Mask labeling examples

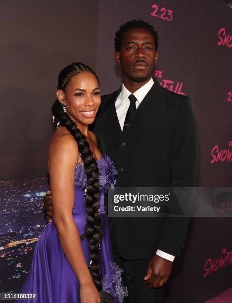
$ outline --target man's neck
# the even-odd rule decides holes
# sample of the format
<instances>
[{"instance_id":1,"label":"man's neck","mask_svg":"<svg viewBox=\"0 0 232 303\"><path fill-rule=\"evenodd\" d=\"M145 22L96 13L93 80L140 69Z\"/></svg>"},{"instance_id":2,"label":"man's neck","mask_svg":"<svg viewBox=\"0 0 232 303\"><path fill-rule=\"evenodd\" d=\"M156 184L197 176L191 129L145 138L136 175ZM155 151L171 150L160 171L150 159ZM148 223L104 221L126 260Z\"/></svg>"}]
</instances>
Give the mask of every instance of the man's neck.
<instances>
[{"instance_id":1,"label":"man's neck","mask_svg":"<svg viewBox=\"0 0 232 303\"><path fill-rule=\"evenodd\" d=\"M147 83L151 78L151 76L142 82L137 82L129 79L127 77L123 76L123 81L125 87L128 91L132 94L134 94L135 92L136 92L136 91L140 89L140 87L142 87L142 86L143 86L146 83Z\"/></svg>"}]
</instances>

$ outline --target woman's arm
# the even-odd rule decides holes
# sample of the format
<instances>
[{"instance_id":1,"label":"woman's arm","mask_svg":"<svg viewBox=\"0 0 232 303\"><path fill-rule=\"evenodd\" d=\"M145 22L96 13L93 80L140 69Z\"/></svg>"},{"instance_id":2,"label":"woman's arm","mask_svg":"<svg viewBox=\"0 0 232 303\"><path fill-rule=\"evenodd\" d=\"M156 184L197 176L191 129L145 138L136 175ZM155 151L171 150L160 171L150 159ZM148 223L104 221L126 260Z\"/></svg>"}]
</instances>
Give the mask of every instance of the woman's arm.
<instances>
[{"instance_id":1,"label":"woman's arm","mask_svg":"<svg viewBox=\"0 0 232 303\"><path fill-rule=\"evenodd\" d=\"M73 218L77 144L69 134L55 134L48 152L53 220L62 248L81 286L93 283L86 264L78 229Z\"/></svg>"}]
</instances>

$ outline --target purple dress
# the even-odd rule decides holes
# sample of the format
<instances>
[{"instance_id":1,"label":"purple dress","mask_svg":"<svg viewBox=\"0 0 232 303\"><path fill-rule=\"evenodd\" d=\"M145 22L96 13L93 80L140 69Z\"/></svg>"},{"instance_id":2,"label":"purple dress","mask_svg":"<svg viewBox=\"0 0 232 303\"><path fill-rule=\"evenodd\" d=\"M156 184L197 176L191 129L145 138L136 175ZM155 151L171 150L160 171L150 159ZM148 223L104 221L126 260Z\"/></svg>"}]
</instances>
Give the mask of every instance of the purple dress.
<instances>
[{"instance_id":1,"label":"purple dress","mask_svg":"<svg viewBox=\"0 0 232 303\"><path fill-rule=\"evenodd\" d=\"M117 171L108 156L102 156L97 163L101 191L100 212L102 236L100 256L103 289L114 296L114 303L122 303L124 297L127 295L127 291L122 285L121 275L123 270L113 261L108 218L104 206L105 193L110 187L113 187L115 185ZM80 164L77 165L75 181L73 216L81 235L85 233L86 224L84 190L87 178L84 167ZM81 243L86 262L89 264L90 261L89 248L86 238ZM56 226L53 222L47 224L40 237L35 249L30 273L20 292L38 293L38 300L37 301L29 300L16 301L18 303L35 302L38 303L81 303L78 280L64 254Z\"/></svg>"}]
</instances>

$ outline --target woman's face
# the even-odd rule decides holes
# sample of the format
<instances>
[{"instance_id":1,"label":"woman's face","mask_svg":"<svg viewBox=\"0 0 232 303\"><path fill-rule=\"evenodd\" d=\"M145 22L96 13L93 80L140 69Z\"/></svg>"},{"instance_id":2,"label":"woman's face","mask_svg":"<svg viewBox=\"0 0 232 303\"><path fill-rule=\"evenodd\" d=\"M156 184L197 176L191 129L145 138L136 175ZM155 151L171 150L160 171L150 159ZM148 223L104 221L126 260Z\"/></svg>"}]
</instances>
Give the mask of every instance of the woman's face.
<instances>
[{"instance_id":1,"label":"woman's face","mask_svg":"<svg viewBox=\"0 0 232 303\"><path fill-rule=\"evenodd\" d=\"M84 72L73 76L65 91L58 90L56 94L74 122L84 125L93 123L101 103L99 84L94 75Z\"/></svg>"}]
</instances>

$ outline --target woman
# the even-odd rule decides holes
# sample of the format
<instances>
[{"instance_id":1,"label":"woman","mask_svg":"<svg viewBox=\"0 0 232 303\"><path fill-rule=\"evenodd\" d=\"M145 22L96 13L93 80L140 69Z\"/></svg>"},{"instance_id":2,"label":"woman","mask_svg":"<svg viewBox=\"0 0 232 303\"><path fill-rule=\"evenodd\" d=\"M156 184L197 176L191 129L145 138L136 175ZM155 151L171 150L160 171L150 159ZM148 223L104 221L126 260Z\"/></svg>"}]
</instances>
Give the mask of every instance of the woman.
<instances>
[{"instance_id":1,"label":"woman","mask_svg":"<svg viewBox=\"0 0 232 303\"><path fill-rule=\"evenodd\" d=\"M117 172L88 130L100 104L97 77L73 63L60 73L56 95L48 158L53 220L40 238L20 292L38 293L40 303L122 303L127 291L113 263L104 208Z\"/></svg>"}]
</instances>

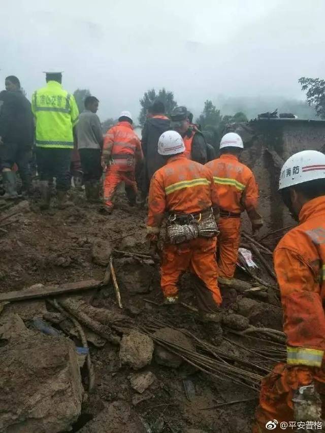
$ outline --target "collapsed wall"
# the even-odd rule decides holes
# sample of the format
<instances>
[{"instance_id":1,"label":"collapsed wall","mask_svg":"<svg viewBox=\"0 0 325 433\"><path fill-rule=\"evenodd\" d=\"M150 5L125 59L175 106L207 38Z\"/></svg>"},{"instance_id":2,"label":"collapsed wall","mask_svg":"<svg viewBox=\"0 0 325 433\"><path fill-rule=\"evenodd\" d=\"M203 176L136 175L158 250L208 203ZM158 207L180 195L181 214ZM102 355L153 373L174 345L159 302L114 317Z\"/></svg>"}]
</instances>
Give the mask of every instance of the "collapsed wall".
<instances>
[{"instance_id":1,"label":"collapsed wall","mask_svg":"<svg viewBox=\"0 0 325 433\"><path fill-rule=\"evenodd\" d=\"M241 160L254 172L259 187L259 210L265 225L263 235L294 225L278 192L279 176L284 161L297 152L324 151L325 121L259 119L229 125L244 143Z\"/></svg>"}]
</instances>

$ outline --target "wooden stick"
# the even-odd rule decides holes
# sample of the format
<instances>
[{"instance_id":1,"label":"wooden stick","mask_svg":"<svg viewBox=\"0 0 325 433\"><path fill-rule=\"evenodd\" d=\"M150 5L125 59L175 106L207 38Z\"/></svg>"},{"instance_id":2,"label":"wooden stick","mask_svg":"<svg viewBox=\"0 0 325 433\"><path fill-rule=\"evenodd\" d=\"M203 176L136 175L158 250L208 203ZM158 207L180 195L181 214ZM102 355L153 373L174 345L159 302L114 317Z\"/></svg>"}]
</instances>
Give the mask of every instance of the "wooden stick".
<instances>
[{"instance_id":1,"label":"wooden stick","mask_svg":"<svg viewBox=\"0 0 325 433\"><path fill-rule=\"evenodd\" d=\"M264 252L266 253L266 254L271 254L271 255L273 255L273 252L269 250L269 248L267 248L266 247L265 247L264 245L262 245L262 244L260 244L259 242L257 242L256 240L255 240L253 238L251 238L250 236L248 236L244 231L242 232L242 235L244 238L246 238L246 239L248 239L248 241L250 241L251 243L254 244L257 247L258 247L259 248L263 250Z\"/></svg>"},{"instance_id":2,"label":"wooden stick","mask_svg":"<svg viewBox=\"0 0 325 433\"><path fill-rule=\"evenodd\" d=\"M134 256L135 257L139 257L141 258L152 258L151 256L147 254L138 254L138 253L129 253L128 251L121 251L119 250L114 250L113 252L120 254L124 254L125 255L130 256L131 257Z\"/></svg>"},{"instance_id":3,"label":"wooden stick","mask_svg":"<svg viewBox=\"0 0 325 433\"><path fill-rule=\"evenodd\" d=\"M28 290L7 292L7 293L0 293L0 302L7 301L14 302L15 301L24 301L27 299L46 297L48 296L57 296L71 292L78 292L80 290L94 289L99 287L101 284L101 281L98 281L96 280L87 280L83 281L77 281L75 283L67 283L64 284L53 286L44 286L43 287L33 288Z\"/></svg>"},{"instance_id":4,"label":"wooden stick","mask_svg":"<svg viewBox=\"0 0 325 433\"><path fill-rule=\"evenodd\" d=\"M68 317L69 319L70 319L70 320L71 320L72 323L74 324L75 327L77 329L78 332L79 332L79 336L80 337L80 340L81 340L81 342L82 343L83 347L84 347L85 349L88 349L88 353L87 354L87 356L86 356L87 368L88 369L88 390L89 391L89 392L91 392L92 390L93 389L93 387L95 385L95 372L93 369L92 364L91 363L90 353L89 351L89 347L88 346L88 343L87 342L87 338L86 338L86 335L85 334L83 329L82 328L82 326L74 316L73 316L70 313L68 313L67 311L66 311L66 310L62 308L62 307L58 304L56 299L54 299L53 302L50 301L50 303L52 305L54 306L55 308L56 308L56 309L60 312L60 313L61 313L64 316L65 316L66 317Z\"/></svg>"},{"instance_id":5,"label":"wooden stick","mask_svg":"<svg viewBox=\"0 0 325 433\"><path fill-rule=\"evenodd\" d=\"M272 270L271 266L269 264L268 261L264 258L263 256L262 255L259 250L257 248L257 247L253 244L252 242L250 243L250 246L251 247L252 250L255 253L255 254L258 257L259 260L262 261L263 264L265 267L265 269L268 271L270 275L273 278L273 279L277 281L276 276L274 273L274 271Z\"/></svg>"},{"instance_id":6,"label":"wooden stick","mask_svg":"<svg viewBox=\"0 0 325 433\"><path fill-rule=\"evenodd\" d=\"M251 402L253 400L256 400L257 397L253 397L251 398L245 398L244 400L234 400L233 402L226 402L225 403L220 403L219 405L216 405L215 406L211 406L210 408L202 408L199 409L199 411L208 411L210 409L216 409L218 408L221 408L222 406L227 406L229 405L235 405L237 403L244 403L245 402Z\"/></svg>"},{"instance_id":7,"label":"wooden stick","mask_svg":"<svg viewBox=\"0 0 325 433\"><path fill-rule=\"evenodd\" d=\"M123 308L122 301L121 301L120 289L117 284L117 280L116 280L116 274L115 274L115 271L114 269L114 267L113 266L113 257L112 256L110 257L110 268L111 269L111 274L112 275L112 279L113 280L113 284L114 285L114 290L115 291L115 295L116 296L117 303L118 304L118 306L120 308Z\"/></svg>"}]
</instances>

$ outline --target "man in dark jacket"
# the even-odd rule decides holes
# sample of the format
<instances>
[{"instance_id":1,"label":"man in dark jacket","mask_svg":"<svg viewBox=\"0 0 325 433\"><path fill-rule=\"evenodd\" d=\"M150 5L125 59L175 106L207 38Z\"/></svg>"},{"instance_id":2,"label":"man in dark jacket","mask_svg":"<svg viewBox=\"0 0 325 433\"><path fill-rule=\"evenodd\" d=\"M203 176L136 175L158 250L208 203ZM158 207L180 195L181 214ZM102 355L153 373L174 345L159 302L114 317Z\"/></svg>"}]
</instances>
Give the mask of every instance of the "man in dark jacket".
<instances>
[{"instance_id":1,"label":"man in dark jacket","mask_svg":"<svg viewBox=\"0 0 325 433\"><path fill-rule=\"evenodd\" d=\"M158 153L158 141L161 134L170 129L170 120L165 115L164 104L155 101L150 107L148 117L142 130L141 146L145 162L145 179L141 188L143 198L146 197L149 185L153 174L163 165L166 161Z\"/></svg>"},{"instance_id":2,"label":"man in dark jacket","mask_svg":"<svg viewBox=\"0 0 325 433\"><path fill-rule=\"evenodd\" d=\"M189 114L186 107L177 107L171 114L171 127L182 136L185 148L184 154L186 157L206 164L208 161L207 143L203 134L190 123Z\"/></svg>"},{"instance_id":3,"label":"man in dark jacket","mask_svg":"<svg viewBox=\"0 0 325 433\"><path fill-rule=\"evenodd\" d=\"M7 77L6 91L0 93L0 161L6 192L0 198L17 196L16 174L12 170L16 163L27 193L31 186L29 159L34 141L34 120L30 103L20 90L20 83L14 76Z\"/></svg>"}]
</instances>

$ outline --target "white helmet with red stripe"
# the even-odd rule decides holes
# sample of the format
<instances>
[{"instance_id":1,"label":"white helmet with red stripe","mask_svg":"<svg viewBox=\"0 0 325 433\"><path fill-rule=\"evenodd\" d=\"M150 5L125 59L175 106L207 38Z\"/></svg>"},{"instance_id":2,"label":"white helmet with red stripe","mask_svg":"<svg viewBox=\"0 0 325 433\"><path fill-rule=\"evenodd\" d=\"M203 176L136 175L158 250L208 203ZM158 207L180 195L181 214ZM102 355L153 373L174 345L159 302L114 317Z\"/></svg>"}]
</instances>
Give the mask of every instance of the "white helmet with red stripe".
<instances>
[{"instance_id":1,"label":"white helmet with red stripe","mask_svg":"<svg viewBox=\"0 0 325 433\"><path fill-rule=\"evenodd\" d=\"M223 147L239 147L244 149L243 140L236 132L228 132L224 135L220 142L220 149Z\"/></svg>"},{"instance_id":2,"label":"white helmet with red stripe","mask_svg":"<svg viewBox=\"0 0 325 433\"><path fill-rule=\"evenodd\" d=\"M292 155L283 164L279 189L317 179L325 179L325 155L316 150L303 150Z\"/></svg>"},{"instance_id":3,"label":"white helmet with red stripe","mask_svg":"<svg viewBox=\"0 0 325 433\"><path fill-rule=\"evenodd\" d=\"M158 153L159 155L167 156L177 155L185 151L183 139L176 131L166 131L159 138Z\"/></svg>"}]
</instances>

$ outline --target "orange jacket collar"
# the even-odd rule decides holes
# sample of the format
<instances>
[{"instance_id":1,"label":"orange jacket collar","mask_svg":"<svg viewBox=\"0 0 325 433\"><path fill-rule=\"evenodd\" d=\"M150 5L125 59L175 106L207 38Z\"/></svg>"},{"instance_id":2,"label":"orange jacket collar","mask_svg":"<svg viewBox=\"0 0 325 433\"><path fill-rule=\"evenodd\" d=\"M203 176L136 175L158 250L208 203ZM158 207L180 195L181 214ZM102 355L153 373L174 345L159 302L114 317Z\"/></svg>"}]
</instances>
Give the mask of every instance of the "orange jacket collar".
<instances>
[{"instance_id":1,"label":"orange jacket collar","mask_svg":"<svg viewBox=\"0 0 325 433\"><path fill-rule=\"evenodd\" d=\"M118 122L116 123L117 126L126 126L127 128L129 128L130 129L133 129L132 125L129 123L128 122L126 122L126 121L124 121L124 122Z\"/></svg>"},{"instance_id":2,"label":"orange jacket collar","mask_svg":"<svg viewBox=\"0 0 325 433\"><path fill-rule=\"evenodd\" d=\"M167 159L167 164L172 162L173 161L177 161L178 159L187 159L187 158L184 153L177 153L176 155L173 155Z\"/></svg>"},{"instance_id":3,"label":"orange jacket collar","mask_svg":"<svg viewBox=\"0 0 325 433\"><path fill-rule=\"evenodd\" d=\"M311 217L325 214L325 195L321 195L305 203L299 213L299 222L305 222Z\"/></svg>"},{"instance_id":4,"label":"orange jacket collar","mask_svg":"<svg viewBox=\"0 0 325 433\"><path fill-rule=\"evenodd\" d=\"M223 153L222 155L220 155L220 157L221 159L224 159L226 158L229 158L230 159L236 159L236 161L238 160L238 157L236 156L236 155L233 155L231 153Z\"/></svg>"}]
</instances>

- [Task to complete]: Show every line in the rows above that contains the string "target", treating uppercase and lowercase letters as different.

- [Complete output]:
$ outline --target man's neck
$ outline --target woman's arm
$ outline --target purple dress
$ outline --target woman's face
$ outline --target woman
$ outline --target "collapsed wall"
$ outline --target "wooden stick"
$ outline --target "man in dark jacket"
$ outline --target "white helmet with red stripe"
$ outline --target "orange jacket collar"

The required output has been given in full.